Supplied data:
..............................

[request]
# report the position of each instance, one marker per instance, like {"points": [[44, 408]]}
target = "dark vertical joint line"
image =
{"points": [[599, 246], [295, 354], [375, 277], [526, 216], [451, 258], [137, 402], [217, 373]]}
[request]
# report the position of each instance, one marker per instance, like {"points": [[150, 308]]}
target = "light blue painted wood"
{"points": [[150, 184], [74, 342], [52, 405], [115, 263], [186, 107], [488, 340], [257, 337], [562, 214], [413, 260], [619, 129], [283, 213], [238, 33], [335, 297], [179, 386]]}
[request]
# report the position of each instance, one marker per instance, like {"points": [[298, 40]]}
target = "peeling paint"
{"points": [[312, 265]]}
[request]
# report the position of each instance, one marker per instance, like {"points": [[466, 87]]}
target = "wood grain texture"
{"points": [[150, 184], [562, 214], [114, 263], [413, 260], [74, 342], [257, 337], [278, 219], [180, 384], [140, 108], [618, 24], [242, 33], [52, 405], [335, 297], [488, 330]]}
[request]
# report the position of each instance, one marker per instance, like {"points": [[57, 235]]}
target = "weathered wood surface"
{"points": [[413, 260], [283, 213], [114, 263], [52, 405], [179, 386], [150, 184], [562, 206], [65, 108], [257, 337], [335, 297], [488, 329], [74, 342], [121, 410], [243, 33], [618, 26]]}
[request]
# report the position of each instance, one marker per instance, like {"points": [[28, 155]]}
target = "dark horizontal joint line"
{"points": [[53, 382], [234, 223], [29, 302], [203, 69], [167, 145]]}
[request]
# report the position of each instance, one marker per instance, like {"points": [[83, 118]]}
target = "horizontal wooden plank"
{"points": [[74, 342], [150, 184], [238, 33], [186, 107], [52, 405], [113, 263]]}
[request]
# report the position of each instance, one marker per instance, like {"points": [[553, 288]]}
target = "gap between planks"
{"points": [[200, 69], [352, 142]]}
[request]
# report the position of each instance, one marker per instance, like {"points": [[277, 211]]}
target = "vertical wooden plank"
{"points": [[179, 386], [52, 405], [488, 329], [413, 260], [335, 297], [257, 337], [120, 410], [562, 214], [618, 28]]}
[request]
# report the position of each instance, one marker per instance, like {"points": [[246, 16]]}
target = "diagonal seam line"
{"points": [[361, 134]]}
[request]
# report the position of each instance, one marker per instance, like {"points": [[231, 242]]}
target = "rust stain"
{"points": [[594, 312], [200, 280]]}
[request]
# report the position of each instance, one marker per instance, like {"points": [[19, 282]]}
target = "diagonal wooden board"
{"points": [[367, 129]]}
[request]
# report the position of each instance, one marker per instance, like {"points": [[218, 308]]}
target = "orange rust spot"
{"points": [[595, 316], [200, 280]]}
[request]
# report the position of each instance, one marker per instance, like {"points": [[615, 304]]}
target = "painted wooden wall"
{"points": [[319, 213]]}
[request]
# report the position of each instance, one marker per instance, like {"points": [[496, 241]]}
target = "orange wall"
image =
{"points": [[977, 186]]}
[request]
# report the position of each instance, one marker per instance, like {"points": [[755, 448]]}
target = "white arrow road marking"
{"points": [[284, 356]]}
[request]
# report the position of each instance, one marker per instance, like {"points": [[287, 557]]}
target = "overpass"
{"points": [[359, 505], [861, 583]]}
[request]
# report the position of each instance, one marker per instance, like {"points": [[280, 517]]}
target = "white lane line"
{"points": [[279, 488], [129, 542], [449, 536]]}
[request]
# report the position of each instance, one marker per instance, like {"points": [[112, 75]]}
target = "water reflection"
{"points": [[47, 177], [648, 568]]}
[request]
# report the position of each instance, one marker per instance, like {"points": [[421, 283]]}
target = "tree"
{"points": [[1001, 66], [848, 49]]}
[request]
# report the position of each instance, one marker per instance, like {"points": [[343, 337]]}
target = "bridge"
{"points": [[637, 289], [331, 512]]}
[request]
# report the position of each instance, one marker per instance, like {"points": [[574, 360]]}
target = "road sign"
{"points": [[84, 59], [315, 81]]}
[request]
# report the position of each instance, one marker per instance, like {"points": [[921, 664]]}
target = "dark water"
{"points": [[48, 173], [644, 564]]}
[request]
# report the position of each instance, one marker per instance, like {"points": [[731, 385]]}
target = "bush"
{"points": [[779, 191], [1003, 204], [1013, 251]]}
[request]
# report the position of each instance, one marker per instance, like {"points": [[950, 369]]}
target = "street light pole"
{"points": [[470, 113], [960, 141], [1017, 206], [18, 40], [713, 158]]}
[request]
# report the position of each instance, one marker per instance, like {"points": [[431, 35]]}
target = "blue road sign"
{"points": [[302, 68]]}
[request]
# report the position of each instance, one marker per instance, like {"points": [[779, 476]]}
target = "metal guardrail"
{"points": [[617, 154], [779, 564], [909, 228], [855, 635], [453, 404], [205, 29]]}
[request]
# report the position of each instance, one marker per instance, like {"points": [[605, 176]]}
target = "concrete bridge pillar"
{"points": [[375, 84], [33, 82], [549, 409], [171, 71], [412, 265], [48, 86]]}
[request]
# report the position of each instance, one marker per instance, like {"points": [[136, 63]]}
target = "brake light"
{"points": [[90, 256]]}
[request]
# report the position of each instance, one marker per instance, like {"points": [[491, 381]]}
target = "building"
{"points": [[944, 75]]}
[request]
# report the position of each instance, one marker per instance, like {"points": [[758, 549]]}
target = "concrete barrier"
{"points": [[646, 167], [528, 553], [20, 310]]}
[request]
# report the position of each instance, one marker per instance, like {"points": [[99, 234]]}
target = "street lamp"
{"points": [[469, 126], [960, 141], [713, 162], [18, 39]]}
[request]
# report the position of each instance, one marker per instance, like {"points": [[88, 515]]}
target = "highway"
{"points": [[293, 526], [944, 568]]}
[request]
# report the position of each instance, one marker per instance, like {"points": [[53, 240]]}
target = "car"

..............................

Exercise details: Retype the listing above, exactly and in full.

Result for this exercise:
[request]
# report the position of each instance, one marker per instance, like {"points": [[44, 408]]}
target = "dark vertical joint line"
image =
{"points": [[599, 246], [295, 354], [375, 277], [526, 216], [451, 258], [137, 402], [217, 373]]}
[request]
# report the position of each instance, one marker per instance, like {"points": [[150, 308]]}
target = "light blue painted wood"
{"points": [[150, 184], [74, 342], [52, 405], [115, 263], [186, 107], [488, 340], [257, 337], [562, 214], [413, 260], [619, 129], [283, 213], [238, 33], [335, 297], [179, 386]]}
[request]
# report the position of each instance, one marker per instance, like {"points": [[298, 40]]}
target = "peeling paint"
{"points": [[312, 265]]}
[request]
# report the position of each instance, one marker per instance, like {"points": [[466, 87]]}
target = "wood grain texture"
{"points": [[150, 184], [562, 214], [114, 263], [413, 260], [74, 342], [257, 337], [278, 219], [180, 384], [140, 108], [618, 24], [242, 33], [52, 405], [335, 297], [488, 330]]}
[request]
# report the position of each instance, one marker per instance, like {"points": [[57, 235]]}
target = "weathered wood surface"
{"points": [[413, 260], [283, 213], [114, 263], [52, 405], [179, 386], [150, 184], [562, 206], [65, 108], [257, 337], [335, 297], [488, 329], [74, 342], [121, 410], [243, 33], [618, 26]]}
[request]
# report the position of each instance, one marker per instance, like {"points": [[28, 155]]}
target = "dark horizontal joint line"
{"points": [[53, 382], [234, 223], [29, 302], [203, 69], [167, 145]]}
[request]
# report the position of each instance, one marker per instance, like {"points": [[83, 118]]}
target = "horizontal wooden plank"
{"points": [[74, 342], [150, 184], [238, 33], [186, 107], [52, 405], [113, 263]]}
[request]
# report the position of each instance, one marker per instance, like {"points": [[553, 288]]}
target = "gap between planks"
{"points": [[200, 69], [352, 142]]}
[request]
# report the position of each instance, one marker per instance, like {"points": [[277, 211]]}
target = "vertical wooden plank"
{"points": [[179, 386], [52, 405], [488, 329], [413, 260], [335, 297], [257, 337], [120, 410], [562, 214], [618, 28]]}
[request]
# report the position of each instance, one marker per instance, like {"points": [[246, 16]]}
target = "diagonal seam line"
{"points": [[361, 134]]}
[request]
# report the position of each instance, one marker per instance, like {"points": [[231, 242]]}
target = "rust stain"
{"points": [[594, 312], [200, 280]]}
[request]
# report the position of each instance, one marker per instance, like {"points": [[19, 282]]}
target = "diagonal wooden board"
{"points": [[367, 129]]}
[request]
# report the position of each instance, one marker per instance, like {"points": [[218, 308]]}
target = "orange rust spot"
{"points": [[595, 316], [200, 280]]}
[request]
# report the position of each instance, one marker per instance, like {"points": [[615, 304]]}
target = "painted wooden wall"
{"points": [[319, 213]]}
[request]
# report the position of each instance, one marker per instance, like {"points": [[496, 241]]}
target = "orange wall"
image =
{"points": [[977, 186]]}
[request]
# report the position of each instance, one marker per instance, like {"points": [[755, 448]]}
target = "white arrow road marking"
{"points": [[284, 356]]}
[request]
# report the position of each instance, one marker per instance, like {"points": [[287, 557]]}
target = "overpass"
{"points": [[359, 505], [861, 583]]}
[request]
# report the position of each instance, one marker per instance, like {"points": [[280, 517]]}
target = "white lane line"
{"points": [[279, 488], [129, 542], [449, 536]]}
[request]
# report the position of each instance, one marker per instance, like {"points": [[112, 75]]}
target = "water reflection"
{"points": [[47, 177], [648, 568]]}
[request]
# report the position of each instance, one marker per instance, like {"points": [[421, 283]]}
target = "tree"
{"points": [[1001, 66], [848, 49]]}
[request]
# report the position of each instance, one marker per instance, like {"points": [[343, 337]]}
target = "bridge"
{"points": [[637, 289], [331, 512]]}
[request]
# report the position of each instance, one marker per instance, like {"points": [[574, 360]]}
target = "road sign"
{"points": [[84, 59], [315, 81]]}
[request]
# report the position of each instance, one marker per instance, like {"points": [[921, 664]]}
target = "dark water"
{"points": [[48, 173], [644, 564]]}
[request]
# report the position of each instance, one marker per instance, like {"points": [[731, 385]]}
target = "bush"
{"points": [[779, 191], [1003, 204], [1013, 251]]}
[request]
# report the position of each instance, one marker per instance, like {"points": [[950, 369]]}
target = "street light pole"
{"points": [[470, 113], [960, 141], [1017, 206], [18, 40], [713, 158]]}
[request]
# report the position of each instance, one marker per instance, like {"points": [[431, 35]]}
target = "blue road sign"
{"points": [[302, 68]]}
[request]
# report the position of each instance, one marker per instance, like {"points": [[779, 476]]}
target = "metal guardrail"
{"points": [[617, 154], [779, 564], [909, 228], [855, 635], [453, 404], [205, 29]]}
[request]
# report the position of each instance, one marker per instance, like {"points": [[605, 176]]}
target = "concrete bridge pillar"
{"points": [[375, 84], [33, 82], [549, 409], [171, 71], [412, 265], [48, 86]]}
[request]
# report the position of each instance, one marker per instance, like {"points": [[136, 63]]}
target = "brake light"
{"points": [[90, 256]]}
[request]
# report the position of each instance, one marker per instance, like {"points": [[491, 381]]}
target = "building"
{"points": [[944, 75]]}
[request]
# report the position of each instance, one marker per instance, like {"points": [[758, 549]]}
target = "concrete barrier"
{"points": [[646, 167], [528, 553], [20, 310]]}
[request]
# report the position of each instance, one marker per instance, like {"points": [[99, 234]]}
target = "street lamp"
{"points": [[469, 126], [960, 141], [713, 162], [18, 39]]}
[request]
# report the position of each instance, one marker per instance, like {"points": [[88, 515]]}
target = "highway"
{"points": [[293, 526], [944, 568]]}
[request]
# report the position of each instance, one marker per instance, like {"points": [[53, 240]]}
target = "car"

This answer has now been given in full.